_DIRECTIONS:_ Search term "wooden": copy each line of the records that contains it.

_INFORMATION PROVIDED:_
──────────────────────────────

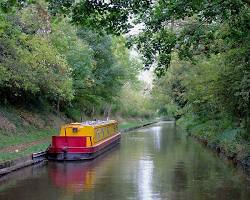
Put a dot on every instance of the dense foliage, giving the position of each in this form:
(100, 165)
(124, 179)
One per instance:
(47, 60)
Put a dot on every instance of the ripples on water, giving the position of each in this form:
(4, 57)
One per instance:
(156, 162)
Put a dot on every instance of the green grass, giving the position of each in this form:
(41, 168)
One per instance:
(9, 140)
(35, 135)
(27, 151)
(131, 124)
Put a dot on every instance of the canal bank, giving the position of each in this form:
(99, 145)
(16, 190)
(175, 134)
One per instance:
(24, 161)
(154, 162)
(242, 163)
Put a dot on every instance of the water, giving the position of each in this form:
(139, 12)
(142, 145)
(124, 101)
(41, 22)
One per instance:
(158, 162)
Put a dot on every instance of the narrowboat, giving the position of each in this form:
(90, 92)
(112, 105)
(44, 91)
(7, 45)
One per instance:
(84, 141)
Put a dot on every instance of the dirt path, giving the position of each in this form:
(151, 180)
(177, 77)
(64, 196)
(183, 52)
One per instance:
(20, 147)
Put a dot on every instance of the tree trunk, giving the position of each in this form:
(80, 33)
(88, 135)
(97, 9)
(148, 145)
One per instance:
(58, 105)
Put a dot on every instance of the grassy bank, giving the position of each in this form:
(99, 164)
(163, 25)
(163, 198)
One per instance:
(220, 135)
(24, 132)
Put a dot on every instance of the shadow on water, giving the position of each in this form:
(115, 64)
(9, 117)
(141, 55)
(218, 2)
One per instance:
(155, 162)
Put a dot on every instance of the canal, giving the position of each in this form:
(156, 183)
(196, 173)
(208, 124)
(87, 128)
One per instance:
(156, 162)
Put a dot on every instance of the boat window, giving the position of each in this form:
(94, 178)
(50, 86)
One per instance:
(74, 130)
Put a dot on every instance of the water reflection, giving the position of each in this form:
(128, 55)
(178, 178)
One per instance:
(156, 162)
(79, 176)
(144, 179)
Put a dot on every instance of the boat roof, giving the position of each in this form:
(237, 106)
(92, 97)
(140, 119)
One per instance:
(94, 123)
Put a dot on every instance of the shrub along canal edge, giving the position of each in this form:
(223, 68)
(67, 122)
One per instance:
(13, 165)
(242, 164)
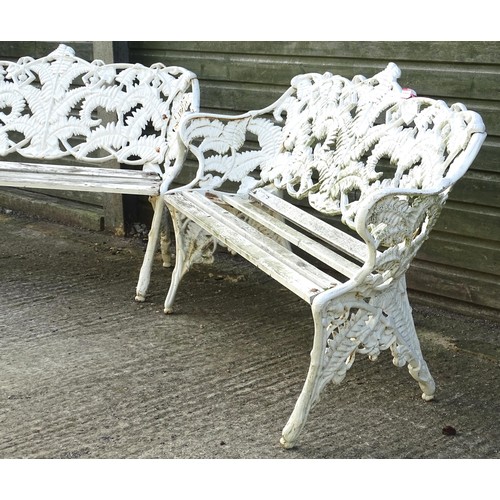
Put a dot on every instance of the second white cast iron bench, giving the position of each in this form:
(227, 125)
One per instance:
(364, 150)
(62, 107)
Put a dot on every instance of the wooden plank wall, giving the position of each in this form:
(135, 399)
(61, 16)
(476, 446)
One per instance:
(458, 266)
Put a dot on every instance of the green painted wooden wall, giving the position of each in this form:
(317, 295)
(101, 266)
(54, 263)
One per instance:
(458, 267)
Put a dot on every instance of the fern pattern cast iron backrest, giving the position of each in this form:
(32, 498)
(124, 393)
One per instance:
(61, 105)
(335, 141)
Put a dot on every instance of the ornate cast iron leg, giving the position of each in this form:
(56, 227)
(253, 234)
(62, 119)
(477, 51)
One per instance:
(147, 264)
(193, 246)
(352, 323)
(406, 349)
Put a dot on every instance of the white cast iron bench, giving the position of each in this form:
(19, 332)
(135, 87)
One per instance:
(61, 106)
(366, 150)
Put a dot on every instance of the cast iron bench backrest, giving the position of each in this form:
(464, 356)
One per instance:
(61, 105)
(365, 149)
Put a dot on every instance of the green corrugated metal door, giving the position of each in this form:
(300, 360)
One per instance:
(458, 266)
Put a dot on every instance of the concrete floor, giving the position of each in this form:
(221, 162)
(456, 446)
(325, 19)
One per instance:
(88, 373)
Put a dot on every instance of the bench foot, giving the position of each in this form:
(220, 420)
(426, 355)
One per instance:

──────────────────────────────

_PROBLEM SOLUTION:_
Put a dot on every instance of the wooden plank wall, giving the position of each in this form:
Put a dot on every instance of the green painted wooden wall, giving the position of each in this form:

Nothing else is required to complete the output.